┌─ Provided text
Senior Economist
photo credit: AFBF Photo, Mike Tomko
Senior Economist
When it comes to the NAFTA discussion, one topic that has been brewing the longest, without permanent resolution, is trade in softwood lumber between the U.S. and Canada. How the governments of certain Canadian provinces price softwood logs to their logging industry has been a source of controversy for more than three decades. Actions by the U.S. and Canadian governments can be measured in rounds, and in October 2015, we entered round five. Last week, while we were enjoying the week between major holidays, the Department of Commerce kicked round five into hyper-drive by announcing new countervailing (CVD) and anti-dumping duties on certain Canadian softwood products. On January 3, we found out how significant those duties are.
The history of this dispute is long, but significant, worthy of discussion and necessary to understanding this week’s actions. The first thing to understand is that the vast majority of forests in Canada are owned by the government of the province in which they are located, and are managed on behalf of the people who live there. As a result, how the Canadian government prices timber to its logging industry has a significant impact on the overall price of Canadian softwood lumber.
In 1982, the U.S. softwood lumber industry officially filed a CVD complaint against Canadian softwood lumber exporters, due to the feeling that the Canadian government was charging less than market prices for softwood logs harvested on government land. Given that logs are the primary input of lumber, an unnaturally low input price was resulting in an unnaturally low price for Canadian lumber. However, the 1982 investigation failed to produce any results for the U.S.-lumber industry and round one came to a close.
Round two began in 1986, when the U.S. lumber industry once again filed a CVD complaint. This time, however, the DOC agreed with the industry that illegal subsidization was occurring. At this point, the DOC would normally apply CVD duties on imports, but instead of going that route the U.S. and Canada signed a memorandum of understanding, which required the Canadian government to collect a tax of 15 percent on lumber exports with the stipulation that the tax would be reduced if stumpage fees or other provincial charges increased. The MOU remained in place for 5 years, until it was unilaterally terminated by Canada in 1991.
Believing that the Canadian government had not done enough to reform their stumpage pricing, the DOC initiated a new CVD investigation, which resulted in duties of 6.5 percent on lumber from Canada, kicking off round three. Unhappy with the methodology employed by the DOC in its investigation, Canada then retaliated by requesting a bi-national dispute settlement mechanism established under the U.S.-Canada Free Trade Agreement. Because of this dispute, the DOC was forced to recalculate the CVD duties several times, but all the while collecting the 6.5 percent duties on Canadian lumber. After several years of back and forth, in 1996, a five-year agreement known as the Softwood Lumber Agreement, SLA, was reached. The agreement, which was effectively a tariff rate quota system, lasted for 5 years.
Round four began two days after the expiration of the SLA, when the U.S. lumber industry again filed a CVD complaint and for the first time also an anti-dumping complaint. After a nearly year-long investigation, in April 2002, the DOC affirmed that illegal subsidization, as well as dumping, was occurring. The final countervailing duty was found to be 18.79 percent, with antidumping duties ranged from 2.18 percent to 12.44 percent, depending on the company in question. Combined rate of the two duties ranged from 20.97 percent to 31.23 percent.
└─
┌─ Supplied information
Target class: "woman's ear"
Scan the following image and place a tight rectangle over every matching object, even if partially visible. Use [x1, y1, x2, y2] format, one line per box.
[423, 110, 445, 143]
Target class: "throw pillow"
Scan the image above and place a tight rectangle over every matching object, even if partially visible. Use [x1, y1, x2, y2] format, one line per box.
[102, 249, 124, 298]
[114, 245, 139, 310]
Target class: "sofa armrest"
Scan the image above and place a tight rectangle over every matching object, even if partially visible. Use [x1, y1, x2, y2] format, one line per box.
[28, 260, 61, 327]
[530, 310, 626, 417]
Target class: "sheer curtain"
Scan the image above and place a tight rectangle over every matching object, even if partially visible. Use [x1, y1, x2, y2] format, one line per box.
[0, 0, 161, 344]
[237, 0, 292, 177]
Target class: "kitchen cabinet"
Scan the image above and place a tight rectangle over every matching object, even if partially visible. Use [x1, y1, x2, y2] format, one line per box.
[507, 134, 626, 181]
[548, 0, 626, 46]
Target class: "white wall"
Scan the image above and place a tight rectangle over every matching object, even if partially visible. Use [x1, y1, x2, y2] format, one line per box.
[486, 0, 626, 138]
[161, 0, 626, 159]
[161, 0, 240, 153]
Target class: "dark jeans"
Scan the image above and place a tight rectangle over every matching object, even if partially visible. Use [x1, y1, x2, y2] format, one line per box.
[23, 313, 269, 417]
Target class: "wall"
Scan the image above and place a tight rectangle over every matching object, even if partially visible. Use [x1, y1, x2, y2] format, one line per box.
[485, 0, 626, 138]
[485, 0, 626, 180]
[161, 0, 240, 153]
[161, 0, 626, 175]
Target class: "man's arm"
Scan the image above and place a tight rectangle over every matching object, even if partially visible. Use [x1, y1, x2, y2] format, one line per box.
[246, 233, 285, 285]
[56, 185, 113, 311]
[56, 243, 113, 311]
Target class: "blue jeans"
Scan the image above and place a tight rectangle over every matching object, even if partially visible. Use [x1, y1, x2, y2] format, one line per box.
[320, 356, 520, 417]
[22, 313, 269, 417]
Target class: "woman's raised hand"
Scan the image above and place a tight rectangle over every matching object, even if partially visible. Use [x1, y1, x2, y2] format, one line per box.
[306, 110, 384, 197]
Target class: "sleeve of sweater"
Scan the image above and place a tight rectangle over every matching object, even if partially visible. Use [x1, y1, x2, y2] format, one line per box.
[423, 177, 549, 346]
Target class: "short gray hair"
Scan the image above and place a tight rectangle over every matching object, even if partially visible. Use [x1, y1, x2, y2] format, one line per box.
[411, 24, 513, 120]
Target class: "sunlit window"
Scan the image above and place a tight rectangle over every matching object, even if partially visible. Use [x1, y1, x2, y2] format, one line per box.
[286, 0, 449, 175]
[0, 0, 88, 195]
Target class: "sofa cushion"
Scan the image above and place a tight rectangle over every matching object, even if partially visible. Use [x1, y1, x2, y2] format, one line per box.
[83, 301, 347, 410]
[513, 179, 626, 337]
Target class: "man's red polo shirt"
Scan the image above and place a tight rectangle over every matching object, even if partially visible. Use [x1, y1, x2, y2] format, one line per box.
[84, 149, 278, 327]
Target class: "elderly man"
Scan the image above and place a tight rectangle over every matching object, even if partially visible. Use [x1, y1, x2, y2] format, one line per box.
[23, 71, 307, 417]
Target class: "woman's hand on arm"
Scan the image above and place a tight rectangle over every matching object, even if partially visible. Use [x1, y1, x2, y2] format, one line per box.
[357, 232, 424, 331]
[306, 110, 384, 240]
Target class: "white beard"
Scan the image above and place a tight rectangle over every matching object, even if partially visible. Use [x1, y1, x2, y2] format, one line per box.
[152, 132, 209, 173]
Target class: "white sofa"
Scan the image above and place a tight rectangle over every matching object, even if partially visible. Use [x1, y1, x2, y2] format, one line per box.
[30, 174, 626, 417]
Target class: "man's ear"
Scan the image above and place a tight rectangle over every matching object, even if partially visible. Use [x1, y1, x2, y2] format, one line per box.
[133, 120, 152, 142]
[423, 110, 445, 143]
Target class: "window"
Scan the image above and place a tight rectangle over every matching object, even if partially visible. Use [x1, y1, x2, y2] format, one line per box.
└─
→ **Job 1**:
Identify every line in the rows that contains the string "white", treating uppercase and lowercase letters as distinct.
→ **Job 2**:
Write what comes next in the text on the U.S.–Canada softwood lumber dispute, starting after its final sentence.

→ **Written reply 1**:
Target class: "white wall"
Target class: "white beard"
Target class: "white sofa"

→ **Written reply 2**:
Canada responded by challenging those measures in the dispute settlement systems of NAFTA and the WTO. NAFTA panels continued to find issue with the methodology utilized by the International Trade Commission and remanded the case to refigure the charge – which kept getting lower. The WTO case was largely decided in Canada’s favor. However, the cases continued to drag on and both countries decided that a conclusion to the case would be in both countries’ favor. The new SLA went into full effect in October 2006. The agreement was for seven years, with an optional two-year extension. After an extension in 2012, the SLA expired on October 12, 2015, which meant Canadians no longer faced taxes or quota restrictions on lumber shipments to the U.S.
In an effort to increase the likelihood of coming to a new SLA, both Canada and the U.S. agreed to a one-year peace clause on trade actions after the expiration of the deal, which ended in October 2016. In November 2016, after no agreement had been reached the U.S. Lumber Coalition filed countervailing and anti-dumping duty petitions against Canadian lumber imports, setting off round five of the dispute. After USITC preliminarily found that the U.S. industry is materially injured by softwood lumber imports from Canada, the DOC issued its preliminary determination in the CVD case, with duties averaging 19.88 percent in April 2017. In June, the average AD rate of 6.87 percent was announced. The combined preliminary AD and CVD rate totaled 26.75 percent.
After the USITC affirmed in a final ruling in November that material injury was found, Commerce issued CVD and AD orders on December 28. On January 3, 2018, the final AD and CVD duties were published in the Federal Register. The average CVD duty was found to be 14.19 percent, but ranges from 3.34 to 17.99 percent. The average AD duty is 6.04, but ranges from 3.2 percent to 7.28 percent depending on the company in question. The combined average final duty is 20.23 percent, which is down considerably from the preliminary total.
Like in previous rounds of this fight, Canada has been quick to hit back. In November 2017, Canada filed a NAFTA challenge to the CVD duties and in December 2017, filed a NAFTA challenge to the AD duties. Canada also followed up with a challenge at the World Trade Organization in November 2017, claiming that the U.S. used a controversial methodology know “zeroing” in its AD duty calculation. Zeroing is a calculation methodology where in situations that the foreign domestic prices minus the U.S. import price would result in a negative number, a zero is used instead. The use “zeroing” increases the AD duty higher than it would otherwise be. The use of “zeroing” has been struck down as inconsistent with WTO law in previous cases.
Where round five of the softwood lumber dispute ends is anyone’s guess. What we can say fairly confidently, however, is that we likely won’t see a resolution anytime soon. In the meantime, learn more about the history of the dispute in the trade publication, Random Lengths. The Federal Register Notice contains a full scope of the order including the merchandise covered, as well as exclusions.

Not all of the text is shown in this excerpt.